[Start Dataset records]

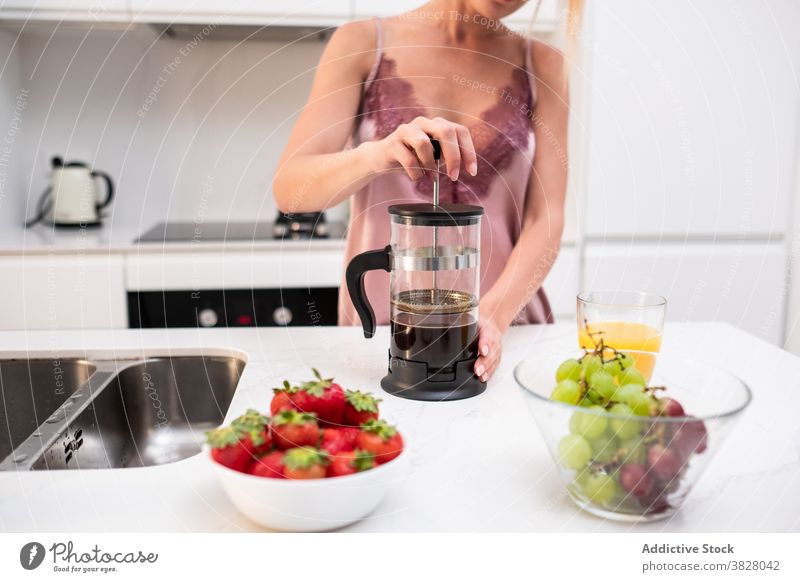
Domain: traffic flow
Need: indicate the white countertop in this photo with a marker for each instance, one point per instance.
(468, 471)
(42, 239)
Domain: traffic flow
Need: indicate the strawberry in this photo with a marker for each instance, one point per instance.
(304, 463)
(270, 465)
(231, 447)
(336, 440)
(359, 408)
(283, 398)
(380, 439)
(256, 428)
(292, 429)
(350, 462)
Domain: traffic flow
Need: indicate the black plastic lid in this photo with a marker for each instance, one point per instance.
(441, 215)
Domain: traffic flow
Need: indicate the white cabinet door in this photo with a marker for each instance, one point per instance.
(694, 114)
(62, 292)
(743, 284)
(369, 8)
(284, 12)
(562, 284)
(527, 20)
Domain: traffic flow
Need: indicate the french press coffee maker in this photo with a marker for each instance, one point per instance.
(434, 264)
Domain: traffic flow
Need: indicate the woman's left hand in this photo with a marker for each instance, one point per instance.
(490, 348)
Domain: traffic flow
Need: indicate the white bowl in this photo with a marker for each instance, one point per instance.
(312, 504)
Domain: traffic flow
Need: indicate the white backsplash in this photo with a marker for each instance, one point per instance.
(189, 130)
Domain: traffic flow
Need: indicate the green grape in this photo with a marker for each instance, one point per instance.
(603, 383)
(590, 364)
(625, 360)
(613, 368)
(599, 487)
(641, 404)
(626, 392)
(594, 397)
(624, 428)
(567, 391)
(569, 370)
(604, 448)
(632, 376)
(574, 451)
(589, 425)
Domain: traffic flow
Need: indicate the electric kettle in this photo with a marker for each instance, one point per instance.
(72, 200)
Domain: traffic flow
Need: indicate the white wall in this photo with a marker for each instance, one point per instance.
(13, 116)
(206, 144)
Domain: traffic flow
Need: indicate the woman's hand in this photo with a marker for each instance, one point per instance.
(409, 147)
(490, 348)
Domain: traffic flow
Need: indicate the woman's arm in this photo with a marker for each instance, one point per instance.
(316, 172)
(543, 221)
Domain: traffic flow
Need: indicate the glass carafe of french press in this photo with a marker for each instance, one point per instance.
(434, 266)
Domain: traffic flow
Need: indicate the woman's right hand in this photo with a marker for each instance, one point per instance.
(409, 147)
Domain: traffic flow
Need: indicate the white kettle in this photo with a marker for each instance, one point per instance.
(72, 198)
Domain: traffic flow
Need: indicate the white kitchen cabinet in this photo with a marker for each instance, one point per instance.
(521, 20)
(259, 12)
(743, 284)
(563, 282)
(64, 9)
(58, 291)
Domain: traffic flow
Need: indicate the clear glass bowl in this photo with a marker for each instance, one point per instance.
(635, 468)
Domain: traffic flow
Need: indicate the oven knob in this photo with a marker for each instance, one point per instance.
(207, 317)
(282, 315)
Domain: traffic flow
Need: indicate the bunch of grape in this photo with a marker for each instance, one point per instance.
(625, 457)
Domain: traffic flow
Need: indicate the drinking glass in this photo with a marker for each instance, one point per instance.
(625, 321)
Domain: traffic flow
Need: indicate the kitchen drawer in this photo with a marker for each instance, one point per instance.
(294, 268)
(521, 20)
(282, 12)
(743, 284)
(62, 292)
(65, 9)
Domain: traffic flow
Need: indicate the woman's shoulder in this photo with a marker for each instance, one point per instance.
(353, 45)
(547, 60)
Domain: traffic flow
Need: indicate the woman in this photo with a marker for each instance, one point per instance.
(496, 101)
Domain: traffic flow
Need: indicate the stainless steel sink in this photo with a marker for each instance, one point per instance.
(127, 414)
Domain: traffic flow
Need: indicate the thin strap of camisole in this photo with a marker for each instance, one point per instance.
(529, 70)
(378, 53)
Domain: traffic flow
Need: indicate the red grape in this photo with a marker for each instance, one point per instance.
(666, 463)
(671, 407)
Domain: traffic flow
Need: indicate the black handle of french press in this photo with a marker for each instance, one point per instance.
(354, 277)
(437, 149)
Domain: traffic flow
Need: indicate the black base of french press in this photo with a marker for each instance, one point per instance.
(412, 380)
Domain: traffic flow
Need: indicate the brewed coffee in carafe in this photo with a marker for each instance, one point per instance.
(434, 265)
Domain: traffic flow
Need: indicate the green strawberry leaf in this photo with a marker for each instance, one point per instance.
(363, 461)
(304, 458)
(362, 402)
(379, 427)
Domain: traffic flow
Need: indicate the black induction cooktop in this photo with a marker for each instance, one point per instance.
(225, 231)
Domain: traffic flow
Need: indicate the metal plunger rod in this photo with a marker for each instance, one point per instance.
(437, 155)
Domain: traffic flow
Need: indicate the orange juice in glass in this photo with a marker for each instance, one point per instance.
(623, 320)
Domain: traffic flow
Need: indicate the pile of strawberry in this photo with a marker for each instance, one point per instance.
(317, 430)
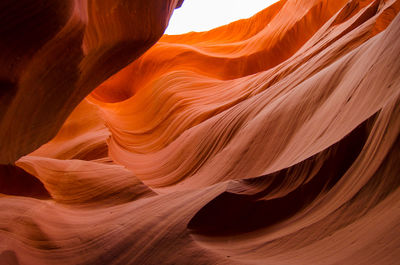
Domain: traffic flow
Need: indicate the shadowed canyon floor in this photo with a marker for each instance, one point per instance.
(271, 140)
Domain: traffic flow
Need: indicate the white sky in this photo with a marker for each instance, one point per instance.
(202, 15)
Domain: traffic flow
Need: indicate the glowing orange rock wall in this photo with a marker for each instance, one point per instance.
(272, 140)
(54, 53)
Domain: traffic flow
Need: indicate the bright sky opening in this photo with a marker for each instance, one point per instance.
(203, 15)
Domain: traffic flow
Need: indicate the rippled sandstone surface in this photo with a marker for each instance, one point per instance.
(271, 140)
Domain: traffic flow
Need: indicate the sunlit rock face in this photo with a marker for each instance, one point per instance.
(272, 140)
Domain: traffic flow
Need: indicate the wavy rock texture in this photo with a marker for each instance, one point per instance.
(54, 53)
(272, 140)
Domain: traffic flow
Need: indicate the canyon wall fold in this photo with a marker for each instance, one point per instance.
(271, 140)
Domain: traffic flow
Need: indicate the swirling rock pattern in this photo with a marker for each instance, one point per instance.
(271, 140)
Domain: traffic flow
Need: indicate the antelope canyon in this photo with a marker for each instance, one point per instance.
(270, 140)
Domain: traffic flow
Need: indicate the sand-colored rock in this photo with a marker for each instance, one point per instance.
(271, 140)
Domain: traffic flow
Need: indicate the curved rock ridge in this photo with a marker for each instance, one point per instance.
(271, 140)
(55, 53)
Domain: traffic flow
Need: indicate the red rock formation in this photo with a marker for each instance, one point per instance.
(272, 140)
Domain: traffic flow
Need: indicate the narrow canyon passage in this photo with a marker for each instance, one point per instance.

[End Dataset records]

**What is being asked:** Copy the material above in full and exactly, skipping pictures.

**Answer to this problem:**
Domain: traffic flow
Need: indicate the white countertop in this photo with a marker for each instance, one point per instance.
(468, 471)
(42, 239)
Domain: traffic flow
Need: indicate the strawberry in this photo with a marker for each instance, one point per instance.
(304, 463)
(270, 465)
(231, 447)
(336, 440)
(359, 408)
(283, 398)
(380, 439)
(256, 428)
(292, 429)
(350, 462)
Domain: traffic flow
Need: indicate the black plastic lid in this photo with a marker for each instance, one point per instance.
(441, 215)
Domain: traffic flow
Need: indicate the white cabinet door in this photo with a marker for each instance, one point per instance.
(694, 114)
(62, 292)
(743, 284)
(369, 8)
(284, 12)
(562, 284)
(527, 20)
Domain: traffic flow
Need: indicate the french press coffee maker in this photo with a marker for each instance, one point per instance.
(434, 264)
Domain: traffic flow
Need: indicate the woman's left hand in this photo with a marker for each instance, one point per instance.
(490, 348)
Domain: traffic flow
Need: indicate the white bowl in this photo with a marker for each instance, one point per instance.
(312, 504)
Domain: traffic flow
Need: indicate the white backsplash in this photo with a marker for each instance, one point per instance.
(189, 130)
Domain: traffic flow
Need: indicate the green grape in this photo with a marker for each instance, one point per instance.
(603, 383)
(590, 364)
(625, 360)
(613, 368)
(599, 487)
(641, 404)
(626, 392)
(594, 397)
(624, 428)
(567, 391)
(569, 370)
(604, 448)
(632, 376)
(574, 451)
(589, 425)
Domain: traffic flow
Need: indicate the electric kettle in this photo with a marker for each instance, one point per instance.
(72, 200)
Domain: traffic flow
Need: indicate the white wall in this photo with a marker for each instance, one point per instance.
(13, 116)
(206, 144)
Domain: traffic flow
Need: indicate the woman's hand in this photo with a marker for each instance, one point per instance.
(409, 147)
(490, 348)
Domain: traffic flow
Need: indicate the woman's arm in this photo with a marker for each instance, one point per instance.
(316, 172)
(543, 221)
Domain: traffic flow
Need: indicate the glass carafe of french press in this photo with a marker for each instance, one point per instance.
(434, 266)
Domain: traffic flow
Need: indicate the woman's right hand in this photo with a marker for each instance, one point per instance.
(409, 147)
Domain: traffic flow
Need: indicate the white kettle in this photo with a marker for each instance, one point per instance.
(72, 198)
Domain: traffic flow
Need: indicate the white kitchen cabinet in this photo with a marker for each instance, one point per instance.
(521, 20)
(259, 12)
(743, 284)
(563, 282)
(64, 9)
(58, 291)
Domain: traffic flow
Need: indicate the clear glass bowl in this photo with a marker for each instance, one point per instance.
(635, 468)
Domain: traffic flow
Need: indicate the oven knob in this photo with a marker for each instance, one point per instance.
(207, 317)
(282, 315)
Domain: traffic flow
Need: indicate the bunch of grape in this photo with a marker for each instance, one point per instance.
(625, 457)
Domain: traffic flow
Need: indicate the drinking glass in this photo with a marker for each instance, one point per instance.
(625, 321)
Domain: traffic flow
Need: indicate the kitchen drawer in this photo with a marker for each instance, one point per instance.
(294, 268)
(521, 20)
(282, 12)
(743, 284)
(62, 292)
(65, 9)
Domain: traffic flow
Need: indicate the woman's shoulder in this photo with a marker for each instance, one point per instance.
(353, 45)
(547, 60)
Domain: traffic flow
Need: indicate the woman in this photo with a marker for each instance, one point per instance.
(496, 101)
Domain: traffic flow
Need: indicate the stainless steel sink in this photo with a marker for each instance, one point per instance.
(127, 414)
Domain: traffic flow
Need: indicate the thin strap of camisole in this photo with a marker for each instance, one point per instance.
(529, 70)
(378, 53)
Domain: traffic flow
Need: indicate the red grape in this photo with a marker for each instance, one point per instance.
(666, 463)
(671, 407)
Domain: traffic flow
Need: indicate the black handle of french press in this photo with a marker for each instance, one point per instance.
(354, 277)
(437, 149)
Domain: traffic flow
Need: indicate the black base of french press in this photo with a marker for each instance, one point per instance.
(412, 380)
Domain: traffic flow
Need: indicate the brewed coffee in carafe in this photo with a marker for each instance, one point per instance.
(434, 265)
Domain: traffic flow
Need: indicate the green strawberry leaf in this photo with a marker for each instance, one point per instance.
(363, 461)
(304, 458)
(362, 402)
(379, 427)
Domain: traffic flow
Need: indicate the black induction cooktop in this photo with a marker for each instance, one point per instance.
(225, 231)
Domain: traffic flow
Need: indicate the metal plunger rod in this photo with a marker for each instance, one point per instance.
(437, 155)
Domain: traffic flow
Need: indicate the orange juice in glass in this photo with a marker for each instance, one point per instance.
(623, 320)
Domain: traffic flow
Need: indicate the pile of strawberry in this photo with a marker for each instance, one point per instance.
(317, 430)
Domain: traffic flow
Need: indicate the shadowed canyon floor in this photo with a marker for each instance, one point per instance.
(271, 140)
Domain: traffic flow
Need: indicate the white sky in this photo with a marker for each instance, one point per instance.
(202, 15)
Domain: traffic flow
Need: indicate the glowing orange rock wall in this photo with a marker for each instance, one point per instance.
(272, 140)
(54, 53)
Domain: traffic flow
Need: indicate the bright sky opening in this photo with a marker for each instance, one point per instance.
(203, 15)
Domain: traffic flow
Need: indicate the rippled sandstone surface in this photo with a marker for each instance, one point per instance.
(271, 140)
Domain: traffic flow
Need: indicate the sunlit rock face in this photo with a marker for each instance, one point per instance.
(272, 140)
Domain: traffic flow
Need: indicate the wavy rock texture in this photo with a marker for each instance, one point per instance.
(54, 53)
(272, 140)
Domain: traffic flow
Need: indicate the canyon wall fold in this photo with a marker for each instance, one point per instance.
(271, 140)
Domain: traffic flow
Need: indicate the swirling rock pattern in this photo with a marker for each instance, one point per instance.
(271, 140)
Domain: traffic flow
Need: indicate the antelope canyon in this photo with a marker for each instance, one point per instance.
(270, 140)
Domain: traffic flow
Need: indicate the sand-colored rock in this photo with a marker for each instance, one point per instance.
(271, 140)
Domain: traffic flow
Need: indicate the curved rock ridge in this photo with a marker for each instance, one point per instance.
(271, 140)
(55, 53)
Domain: traffic flow
Need: indicate the red rock formation in this photo with a marker for each instance, one point per instance.
(272, 140)
Domain: traffic flow
Need: indicate the narrow canyon passage in this photo with a marker for each instance, one point per instance.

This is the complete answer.